- _La consigna_: En la entrevista sobre el Museo del Prado, ¿ante qué cuadro decidió morir Carlos I?

──────── Fragmento proporcionado ────────

Javier,
¿cuál es el motivo por el que te has fijado en el Museo del Prado como
escenario para tu novela?
Bueno, lo he escogido por un
triple motivo: porque es el depósito de la colección de pinturas reales desde
Felipe II hasta nuestros días; porque me ofrecía el abanico de obras más
interesantes para mis propósitos; y, sobre todo, porque contenía dos cuadros,
‘El jardín de las delicias’ del Bosco y ‘La Gloria’ de Tiziano, ante los cuales
Felipe II y Carlos I, su padre, respectivamente, decidieron morir ya que
pensaban que meditando ante esos lienzos preparaban mejor su alma para el viaje
hacia el más allá.
Has
elegido cuadros renacentistas.
Sí, he elegido cuadros
renacentistas porque son los herederos de lo que yo llamo el arte primordial,
que es el que nació en Altamira y que no poseía la connotación artística
actual, sino un carácter mágico y trascendental. Los hombres primitivos
pensaban que el arte era el vehículo de comunicación entre este mundo y el otro
y yo buscaba saber si ese concepto tenía eco en los grandes maestros de la
pintura de los siglos XV, XVI y XVII. Y lo cierto es que he visto que sí que lo
tiene, no en todos sus cuadros, pero sí en algunos.

──────── Datos disponibles ────────

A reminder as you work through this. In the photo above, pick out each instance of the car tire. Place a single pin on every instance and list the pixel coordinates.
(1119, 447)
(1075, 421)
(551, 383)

────────

- _Solución propuesta_: Carlos I decidió morir ante «La Gloria» de Tiziano.